*** Records supplied

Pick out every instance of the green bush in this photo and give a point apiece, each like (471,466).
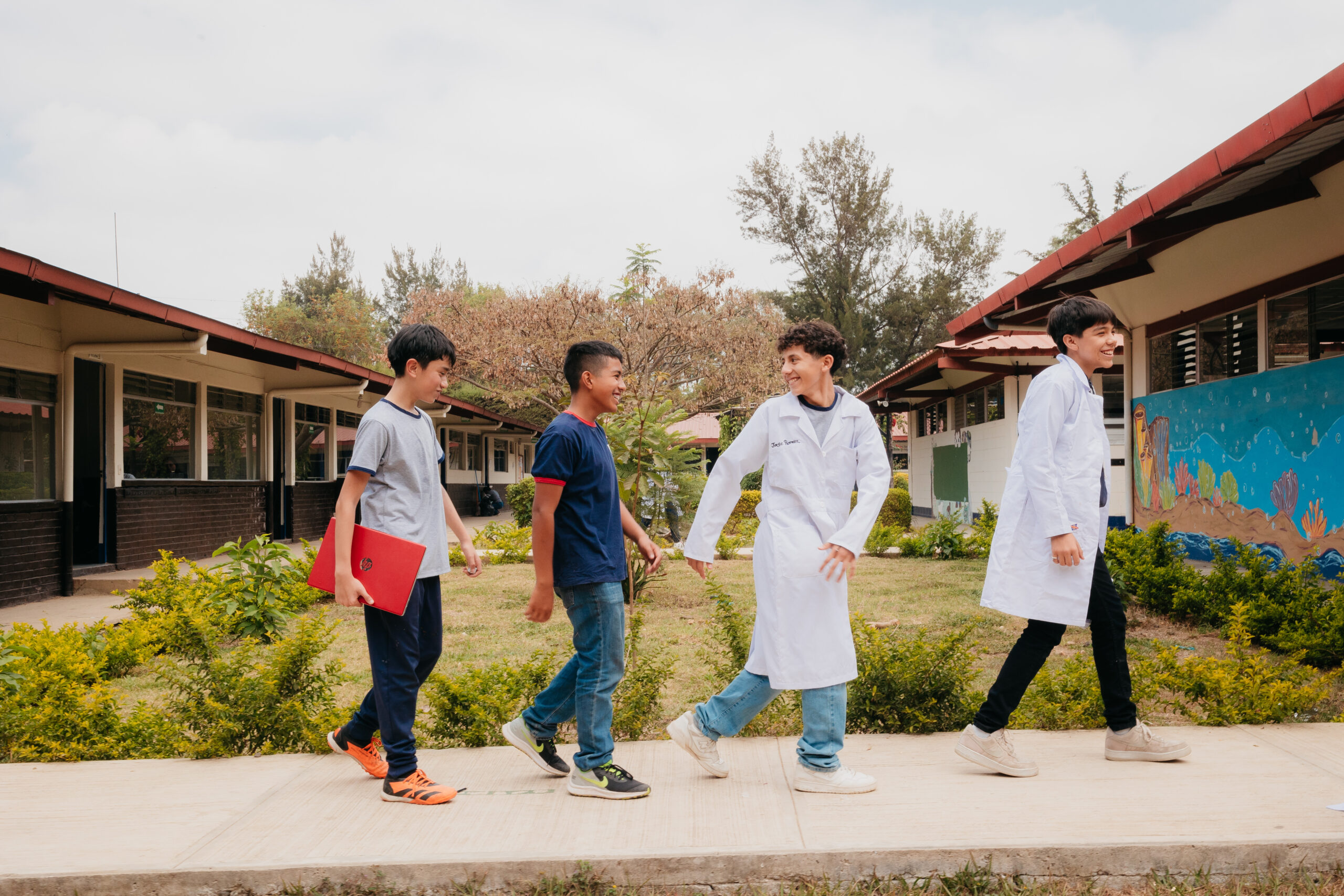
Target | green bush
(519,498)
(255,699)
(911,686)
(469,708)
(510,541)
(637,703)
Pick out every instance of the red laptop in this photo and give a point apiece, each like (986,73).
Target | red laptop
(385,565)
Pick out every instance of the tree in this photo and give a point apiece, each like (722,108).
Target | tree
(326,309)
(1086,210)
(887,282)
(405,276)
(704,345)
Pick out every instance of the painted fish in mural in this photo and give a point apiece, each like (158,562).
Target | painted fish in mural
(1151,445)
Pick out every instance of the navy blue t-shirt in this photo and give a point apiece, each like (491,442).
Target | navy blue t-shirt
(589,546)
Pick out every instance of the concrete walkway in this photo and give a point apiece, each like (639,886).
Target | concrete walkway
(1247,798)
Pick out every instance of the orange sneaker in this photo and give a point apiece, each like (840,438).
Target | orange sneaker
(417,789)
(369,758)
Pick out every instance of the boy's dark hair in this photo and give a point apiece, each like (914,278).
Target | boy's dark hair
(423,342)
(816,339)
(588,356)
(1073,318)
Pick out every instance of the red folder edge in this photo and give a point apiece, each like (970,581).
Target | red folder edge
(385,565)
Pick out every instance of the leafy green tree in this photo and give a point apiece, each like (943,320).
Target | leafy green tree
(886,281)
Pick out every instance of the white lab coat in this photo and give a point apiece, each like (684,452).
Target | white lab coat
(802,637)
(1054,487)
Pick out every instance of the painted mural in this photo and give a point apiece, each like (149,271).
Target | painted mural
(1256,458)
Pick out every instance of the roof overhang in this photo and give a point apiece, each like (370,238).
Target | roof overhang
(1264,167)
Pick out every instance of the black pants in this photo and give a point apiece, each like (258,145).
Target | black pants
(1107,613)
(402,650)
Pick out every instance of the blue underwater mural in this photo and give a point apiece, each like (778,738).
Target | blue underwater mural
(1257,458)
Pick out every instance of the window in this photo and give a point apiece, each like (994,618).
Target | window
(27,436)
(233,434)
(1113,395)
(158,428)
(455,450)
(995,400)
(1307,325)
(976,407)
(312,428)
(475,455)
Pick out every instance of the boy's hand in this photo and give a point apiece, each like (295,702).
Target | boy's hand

******

> [Short exercise]: Each line from the one containing "Pick out every instance of the black" to the end of the records should be echoed exactly, and no other line.

> [Written response]:
Pick out every instance of the black pants in this photo and give a point apiece, each like (258,145).
Target | black pants
(1107,613)
(402,650)
Pick out every instance of the blue underwater mural in this photo and give a point apiece, each like (778,738).
Target | blue underwater mural
(1257,458)
Pick out every instance of the window in this photo and give a point apiece, each like (994,618).
Target | window
(27,436)
(233,434)
(1113,395)
(158,428)
(455,450)
(995,400)
(1307,325)
(976,407)
(312,428)
(475,455)
Pick out every instance of the boy's hand in this photo and give a point apiece, each like (295,702).
Target | boy's hand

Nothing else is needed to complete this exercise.